— Rows from a pointing dataset —
# # # # # # #
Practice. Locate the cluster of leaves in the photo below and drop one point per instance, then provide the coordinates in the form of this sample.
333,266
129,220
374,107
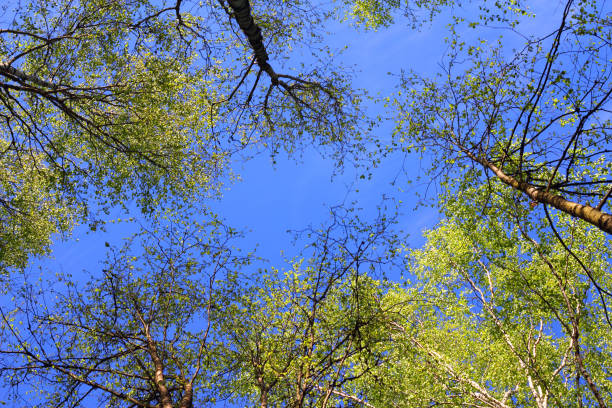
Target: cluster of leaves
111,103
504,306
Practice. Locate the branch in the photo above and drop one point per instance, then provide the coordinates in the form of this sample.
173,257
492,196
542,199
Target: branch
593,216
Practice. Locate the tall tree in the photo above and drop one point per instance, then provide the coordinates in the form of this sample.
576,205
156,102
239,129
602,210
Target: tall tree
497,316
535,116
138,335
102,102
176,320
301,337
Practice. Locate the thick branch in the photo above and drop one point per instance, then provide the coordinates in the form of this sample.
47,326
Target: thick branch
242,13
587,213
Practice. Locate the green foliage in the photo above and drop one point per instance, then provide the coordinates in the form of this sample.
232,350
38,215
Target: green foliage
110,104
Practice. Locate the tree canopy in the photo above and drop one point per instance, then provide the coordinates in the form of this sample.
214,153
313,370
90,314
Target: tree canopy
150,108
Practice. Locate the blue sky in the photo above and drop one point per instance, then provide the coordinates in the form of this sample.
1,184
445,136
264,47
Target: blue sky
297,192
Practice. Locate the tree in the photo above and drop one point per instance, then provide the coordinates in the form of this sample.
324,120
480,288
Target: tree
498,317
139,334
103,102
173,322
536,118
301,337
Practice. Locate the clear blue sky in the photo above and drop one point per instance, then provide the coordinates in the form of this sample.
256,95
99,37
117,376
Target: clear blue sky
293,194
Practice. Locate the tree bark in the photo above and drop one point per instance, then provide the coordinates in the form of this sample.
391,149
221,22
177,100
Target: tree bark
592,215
# # # # # # #
— Instruction —
Rewrite all the rows above as a Markdown table with the columns No. and Line, one line of text per table row, with blank lines skipped and the pictures left out.

— Complete output —
| No. | Line |
|---|---|
| 1 | Practice. Locate the cluster of leaves in the photo below and drop one point per instance, then provide the coordinates in the form of this sample. |
| 2 | 333,266 |
| 3 | 129,220 |
| 4 | 374,107 |
| 5 | Target: cluster of leaves |
| 6 | 111,103 |
| 7 | 504,306 |
| 8 | Practice. Locate the branch in the photo above and drop one point per instance, then provide the coordinates in the form of this sample. |
| 9 | 173,257 |
| 10 | 492,196 |
| 11 | 542,199 |
| 12 | Target: branch |
| 13 | 593,216 |
| 14 | Practice. Locate the tall tree in the photo above and drop one point per instance, then provide the coordinates in the form of this sample. |
| 15 | 576,205 |
| 16 | 156,102 |
| 17 | 239,129 |
| 18 | 602,210 |
| 19 | Target: tall tree |
| 20 | 497,316 |
| 21 | 535,116 |
| 22 | 138,335 |
| 23 | 102,102 |
| 24 | 176,320 |
| 25 | 301,337 |
| 26 | Practice. Locate the thick branch in the photo above and drop one point per instance, then provide the coordinates in the form of this sample. |
| 27 | 47,326 |
| 28 | Target: thick branch |
| 29 | 242,13 |
| 30 | 587,213 |
| 31 | Practice. Locate the green foliage in the photo above and drop one point per instance, then provide the coordinates in the form of this sample. |
| 32 | 232,350 |
| 33 | 38,215 |
| 34 | Target: green foliage |
| 35 | 110,104 |
| 36 | Practice. Locate the tree canopy in the photo above and drop one point per instance, then provide the coordinates in the form of this sample. |
| 37 | 214,153 |
| 38 | 313,370 |
| 39 | 90,314 |
| 40 | Target: tree canopy |
| 41 | 150,108 |
| 42 | Practice. Locate the blue sky in the photo above and drop one point per instance, then provide the coordinates in the form of this sample. |
| 43 | 1,184 |
| 44 | 445,136 |
| 45 | 264,47 |
| 46 | Target: blue sky |
| 47 | 297,192 |
| 48 | Practice. Locate the tree in the photo above and drop one point per instance, then provide the coordinates in the form of this sample. |
| 49 | 324,120 |
| 50 | 480,288 |
| 51 | Target: tree |
| 52 | 498,317 |
| 53 | 139,334 |
| 54 | 103,102 |
| 55 | 173,322 |
| 56 | 536,118 |
| 57 | 301,337 |
| 58 | Practice. Locate the clear blue sky in the photo above and drop one point per instance, then provide the coordinates in the form of this sample. |
| 59 | 256,95 |
| 60 | 99,37 |
| 61 | 117,376 |
| 62 | Target: clear blue sky |
| 63 | 293,194 |
| 64 | Practice. Locate the tree bark in the photo above and drop one point per instance, then provide the coordinates in the form of this sample. |
| 65 | 391,149 |
| 66 | 221,22 |
| 67 | 177,100 |
| 68 | Target: tree bark |
| 69 | 592,215 |